Continue the post on AWS database storage, along with its reader comments, from the point where it stops.

# START OF Passage

The second category, scale-first, is served by both SimpleDB and RDS. Solutions based upon RDS will shard the data over multiple, independent RDS database instances. Solutions based upon SimpleDB will either use the service directly or shard the data over multiple SimpleDB Domains. Of the two approaches, SimpleDB is the easiest to use and more directly targets this usage segment.

The SimpleDB team is incredibly busy right now getting ready for several big announcements over the next 6 to 9 months. Expect to see SimpleDB continue to get easier to use while approaching the goal of scaling without bound. The team is working hard and I’m looking forward to the new features being released.

The AWS solution for the final important category, purpose optimized storage, is based upon the Elastic Compute Cloud (EC2) and the Elastic Block Store (EBS). EC2 provides the capability to host specialized data engines and EBS provides virtualized storage for the data engine hosted in EC2. This combination is sufficiently rich to support Purpose-Optimized Stores such as Aster Data, Vertica, or Greenplum or any of the commonly used RDBMS offerings such as Oracle, SQL Server, DB2, MySQL, PostgreSQL.

The Amazon Web Services plan is to continue to invest deeply in both SimpleDB and RDS as direct structured storage solutions and to continue to rapidly enhance EC2 and EBS to ensure that broadly-used database solutions as well as purpose-built stores run extremely well in the cloud. This year has been a busy one in AWS storage and I’m looking forward to the same pace next year.

–jrh

James Hamilton

e: jrh@mvdirona.com

w: http://www.mvdirona.com

b: http://blog.mvdirona.com / http://perspectives.mvdirona.com

12 comments on “One Size Does Not Fit All
  1. Thanks for the comment Vivek. You are right, you can have a single programming API over data stores with very different capabilities as long as you are fine with the API not being symmetrically supported by all of them. There will be some features that are only exposed in a subset and, even for those features exposed in them all, there will be performance differences based upon what implementation technique was used that may be relevant for the application. But, with those caveats, its absolutely possible and JDBC, ODBC, and JDO API as examples have been implemented over very different data base systems.

    –jrh
    jrh@mvdirona.com

  2. Vivek Juneja says:

    James, I understand from your reply that achieving
    that kind of requirement is a difficult task.

    But instead, there could be scenarios where More than one type of Database solutions are required.
    A application database spread across SimpleDB and RDS, wherein parts of the Database requiring true scalability as a preference over other aspects would go for SimpleDB, and other parts requiring Features provided by RDS.

    Implementing such a system would require any designer to think about what needs to scale and what requires feature. I believe there could be an abstraction layer that could be built over SimpleDB and RDS providing configurable interface to partition the system over these.

# END OF Passage
# START OF Supplied information

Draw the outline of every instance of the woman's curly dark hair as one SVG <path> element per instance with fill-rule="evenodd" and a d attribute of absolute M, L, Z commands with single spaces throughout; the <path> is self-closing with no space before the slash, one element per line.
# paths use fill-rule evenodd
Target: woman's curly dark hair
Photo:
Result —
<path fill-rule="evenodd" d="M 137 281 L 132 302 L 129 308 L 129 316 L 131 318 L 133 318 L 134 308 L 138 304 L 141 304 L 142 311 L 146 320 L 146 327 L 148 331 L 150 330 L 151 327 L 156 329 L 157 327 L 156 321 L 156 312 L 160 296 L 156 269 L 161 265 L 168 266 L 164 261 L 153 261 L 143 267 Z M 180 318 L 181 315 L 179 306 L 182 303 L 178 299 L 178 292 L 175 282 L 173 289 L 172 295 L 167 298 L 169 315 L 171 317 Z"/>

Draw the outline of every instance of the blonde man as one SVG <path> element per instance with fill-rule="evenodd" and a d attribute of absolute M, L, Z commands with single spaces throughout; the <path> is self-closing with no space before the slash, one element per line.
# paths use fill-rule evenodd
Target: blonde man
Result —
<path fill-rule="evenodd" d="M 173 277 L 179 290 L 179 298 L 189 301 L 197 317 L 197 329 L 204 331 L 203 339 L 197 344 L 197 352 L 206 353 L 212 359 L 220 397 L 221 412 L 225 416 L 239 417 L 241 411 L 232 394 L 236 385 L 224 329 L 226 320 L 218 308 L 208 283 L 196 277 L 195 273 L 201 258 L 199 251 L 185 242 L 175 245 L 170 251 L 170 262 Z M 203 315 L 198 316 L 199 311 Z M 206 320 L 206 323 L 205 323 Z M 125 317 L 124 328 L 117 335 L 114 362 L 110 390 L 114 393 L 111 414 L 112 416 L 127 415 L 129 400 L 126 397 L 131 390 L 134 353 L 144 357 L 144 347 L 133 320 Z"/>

# END OF Supplied information

Reply to the task —
    Provided such a configurable access, the application designer would need to then decide parts of the Database (Table Instances, and other DB objects) that would require SimpleDB functionalities and what parts require RDS features. And of course these DB objects have to talk between each other.

    What is, according to you, the scope for such Configurable abstraction. And as a Engineer what needs to be done to achieve the same. It will be interesting for me to hear from you on this.

  3. Vivek, what you are asking for is the holy grail of relational systems. Is it possible to combine the power of SQL and all the functionality of a full relational database in a highly scalable, multi-user service? That would be very hard and, so far, it has been an allusive goal industry wide.

    I argue that today no single product can meet this broad class of needs and I suspect it actually may stay that way.

    –jrh
    jrh@mvdirona.com

  4. Vivek Juneja says:

    Amazing read. Thanks James for a wonderful explanation.

    I had a question in mind for sometime, about a potential
    interop between SimpleDB and RDS. If we want to have the
    Relational power of RDS with the scalability of SimpleDB,
    could we not devise a kind of Mixin.

    What is your perspective on something like that ? Is it
    wise to built a product around a feature request
    like that. Or we have to look for alternatives like
    a Purpose optimized Stores targeting audiences looking
    for SimpleDB + RDS features.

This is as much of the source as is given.